Supplied information:
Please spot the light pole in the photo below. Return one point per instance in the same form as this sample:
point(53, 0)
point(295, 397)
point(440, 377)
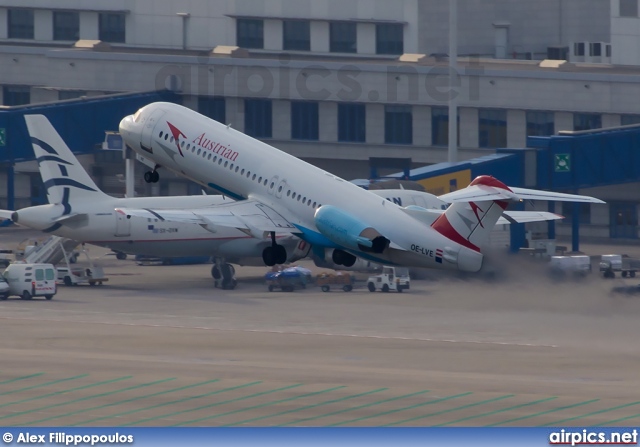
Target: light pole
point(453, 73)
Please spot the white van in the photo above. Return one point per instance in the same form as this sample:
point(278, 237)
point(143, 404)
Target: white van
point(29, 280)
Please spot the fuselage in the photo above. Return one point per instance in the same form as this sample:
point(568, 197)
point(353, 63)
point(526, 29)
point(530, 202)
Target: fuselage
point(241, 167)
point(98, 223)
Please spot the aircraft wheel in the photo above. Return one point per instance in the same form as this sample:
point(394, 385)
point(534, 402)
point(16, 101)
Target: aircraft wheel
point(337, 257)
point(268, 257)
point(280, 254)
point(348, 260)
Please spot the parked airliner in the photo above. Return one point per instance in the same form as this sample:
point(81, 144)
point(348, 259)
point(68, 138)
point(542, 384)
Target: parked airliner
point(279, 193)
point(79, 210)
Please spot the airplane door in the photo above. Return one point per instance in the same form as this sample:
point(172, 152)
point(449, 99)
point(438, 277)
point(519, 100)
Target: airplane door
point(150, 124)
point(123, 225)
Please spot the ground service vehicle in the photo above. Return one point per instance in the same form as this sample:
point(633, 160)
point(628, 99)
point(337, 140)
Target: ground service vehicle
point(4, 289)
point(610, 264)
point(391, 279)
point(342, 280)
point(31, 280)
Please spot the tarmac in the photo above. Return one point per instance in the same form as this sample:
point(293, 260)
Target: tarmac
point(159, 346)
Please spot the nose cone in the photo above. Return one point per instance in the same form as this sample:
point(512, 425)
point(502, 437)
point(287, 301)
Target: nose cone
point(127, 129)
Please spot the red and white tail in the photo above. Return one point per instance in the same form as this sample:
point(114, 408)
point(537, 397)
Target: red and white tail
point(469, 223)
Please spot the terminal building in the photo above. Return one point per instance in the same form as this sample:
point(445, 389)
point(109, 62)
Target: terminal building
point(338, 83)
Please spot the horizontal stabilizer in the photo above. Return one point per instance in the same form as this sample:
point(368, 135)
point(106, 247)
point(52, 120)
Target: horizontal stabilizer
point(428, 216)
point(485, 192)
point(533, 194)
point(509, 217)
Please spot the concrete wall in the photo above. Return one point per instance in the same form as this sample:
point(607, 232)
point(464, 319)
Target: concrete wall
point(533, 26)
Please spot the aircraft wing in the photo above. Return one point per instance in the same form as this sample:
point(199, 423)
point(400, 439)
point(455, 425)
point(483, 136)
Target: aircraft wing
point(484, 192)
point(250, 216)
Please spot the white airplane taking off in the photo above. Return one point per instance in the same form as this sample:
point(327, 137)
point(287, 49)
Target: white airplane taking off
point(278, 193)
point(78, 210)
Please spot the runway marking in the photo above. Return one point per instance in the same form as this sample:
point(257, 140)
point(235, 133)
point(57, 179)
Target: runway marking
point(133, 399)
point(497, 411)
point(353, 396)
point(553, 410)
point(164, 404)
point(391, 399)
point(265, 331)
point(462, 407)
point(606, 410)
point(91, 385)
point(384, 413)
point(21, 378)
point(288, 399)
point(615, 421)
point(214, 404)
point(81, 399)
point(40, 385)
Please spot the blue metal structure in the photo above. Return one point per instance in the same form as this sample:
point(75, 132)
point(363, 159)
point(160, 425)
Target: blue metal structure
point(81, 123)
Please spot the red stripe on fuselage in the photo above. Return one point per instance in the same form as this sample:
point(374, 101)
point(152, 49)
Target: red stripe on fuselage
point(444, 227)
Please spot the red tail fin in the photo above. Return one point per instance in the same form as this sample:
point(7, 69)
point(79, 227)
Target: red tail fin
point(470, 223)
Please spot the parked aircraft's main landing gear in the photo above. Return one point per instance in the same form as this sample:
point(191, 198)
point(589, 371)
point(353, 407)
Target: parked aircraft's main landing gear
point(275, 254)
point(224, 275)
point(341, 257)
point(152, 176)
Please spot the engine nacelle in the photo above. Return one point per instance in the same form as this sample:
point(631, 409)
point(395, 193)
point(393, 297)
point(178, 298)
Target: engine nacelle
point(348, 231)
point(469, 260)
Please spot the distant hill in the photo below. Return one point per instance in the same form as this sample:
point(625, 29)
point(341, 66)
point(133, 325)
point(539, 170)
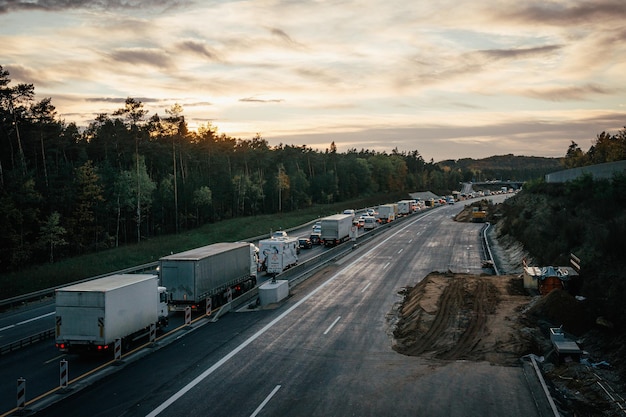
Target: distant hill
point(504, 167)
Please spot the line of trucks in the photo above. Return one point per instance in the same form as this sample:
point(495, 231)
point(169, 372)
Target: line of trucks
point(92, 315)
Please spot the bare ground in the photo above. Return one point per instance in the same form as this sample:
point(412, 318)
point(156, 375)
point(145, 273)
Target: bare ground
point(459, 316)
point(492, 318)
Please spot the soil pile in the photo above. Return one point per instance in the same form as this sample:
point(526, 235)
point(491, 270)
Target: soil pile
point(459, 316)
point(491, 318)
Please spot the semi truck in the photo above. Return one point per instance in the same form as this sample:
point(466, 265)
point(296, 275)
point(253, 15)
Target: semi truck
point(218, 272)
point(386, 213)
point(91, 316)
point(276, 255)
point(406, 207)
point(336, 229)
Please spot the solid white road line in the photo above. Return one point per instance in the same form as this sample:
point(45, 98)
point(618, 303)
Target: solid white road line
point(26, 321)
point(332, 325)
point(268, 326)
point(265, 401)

* * *

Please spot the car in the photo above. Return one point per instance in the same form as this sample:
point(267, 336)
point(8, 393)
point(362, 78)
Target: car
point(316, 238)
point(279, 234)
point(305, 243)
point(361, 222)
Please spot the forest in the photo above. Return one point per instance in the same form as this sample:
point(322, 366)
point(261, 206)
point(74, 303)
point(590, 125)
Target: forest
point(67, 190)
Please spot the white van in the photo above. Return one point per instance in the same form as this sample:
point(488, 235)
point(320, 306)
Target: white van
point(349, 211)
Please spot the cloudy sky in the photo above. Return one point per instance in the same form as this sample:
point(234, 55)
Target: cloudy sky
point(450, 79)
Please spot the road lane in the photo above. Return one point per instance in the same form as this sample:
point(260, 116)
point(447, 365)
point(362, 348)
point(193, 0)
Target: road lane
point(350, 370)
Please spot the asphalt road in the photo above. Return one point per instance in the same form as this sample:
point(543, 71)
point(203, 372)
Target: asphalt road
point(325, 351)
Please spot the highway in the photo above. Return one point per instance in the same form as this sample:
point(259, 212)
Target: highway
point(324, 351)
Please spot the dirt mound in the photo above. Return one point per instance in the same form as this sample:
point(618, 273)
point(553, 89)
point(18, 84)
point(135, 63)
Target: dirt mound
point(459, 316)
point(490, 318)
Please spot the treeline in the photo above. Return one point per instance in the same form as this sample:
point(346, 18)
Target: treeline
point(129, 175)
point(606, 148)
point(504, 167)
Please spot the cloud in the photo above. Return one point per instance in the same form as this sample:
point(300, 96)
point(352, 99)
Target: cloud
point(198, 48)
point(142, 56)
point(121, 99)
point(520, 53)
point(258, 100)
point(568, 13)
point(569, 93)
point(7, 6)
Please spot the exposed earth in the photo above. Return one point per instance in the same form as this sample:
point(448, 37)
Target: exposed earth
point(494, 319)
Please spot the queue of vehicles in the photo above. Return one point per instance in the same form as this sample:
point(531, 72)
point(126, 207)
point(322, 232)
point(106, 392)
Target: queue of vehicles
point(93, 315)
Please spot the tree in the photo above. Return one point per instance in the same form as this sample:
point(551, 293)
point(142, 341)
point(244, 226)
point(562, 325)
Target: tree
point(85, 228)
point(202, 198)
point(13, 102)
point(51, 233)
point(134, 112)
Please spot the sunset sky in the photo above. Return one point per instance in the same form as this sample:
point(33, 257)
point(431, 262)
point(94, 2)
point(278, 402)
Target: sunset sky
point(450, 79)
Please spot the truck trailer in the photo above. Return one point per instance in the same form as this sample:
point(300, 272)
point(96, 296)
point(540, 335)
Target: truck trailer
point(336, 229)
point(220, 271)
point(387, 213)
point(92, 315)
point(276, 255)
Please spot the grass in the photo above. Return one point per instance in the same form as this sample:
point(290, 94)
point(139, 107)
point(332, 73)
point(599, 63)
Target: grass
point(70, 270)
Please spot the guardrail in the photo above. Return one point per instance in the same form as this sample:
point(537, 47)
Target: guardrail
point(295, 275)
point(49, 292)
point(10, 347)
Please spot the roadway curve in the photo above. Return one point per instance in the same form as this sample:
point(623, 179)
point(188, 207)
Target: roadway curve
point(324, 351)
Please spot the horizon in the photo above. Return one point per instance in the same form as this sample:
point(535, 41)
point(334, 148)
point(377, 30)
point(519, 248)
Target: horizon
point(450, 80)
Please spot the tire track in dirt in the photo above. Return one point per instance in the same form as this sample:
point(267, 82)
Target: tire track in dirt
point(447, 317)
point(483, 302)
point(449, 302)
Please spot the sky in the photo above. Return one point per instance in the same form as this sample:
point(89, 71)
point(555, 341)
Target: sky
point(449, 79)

Exercise objective: Please write out again, character for character, everything in the records from the line containing "Please spot the dirt" down through the line containing "point(490, 318)", including both of those lines.

Solution to this exercise:
Please spot the dirt mound in the photo above. Return one point per instance in the same form as this sample:
point(618, 273)
point(553, 89)
point(18, 84)
point(135, 63)
Target: dirt mound
point(459, 316)
point(490, 318)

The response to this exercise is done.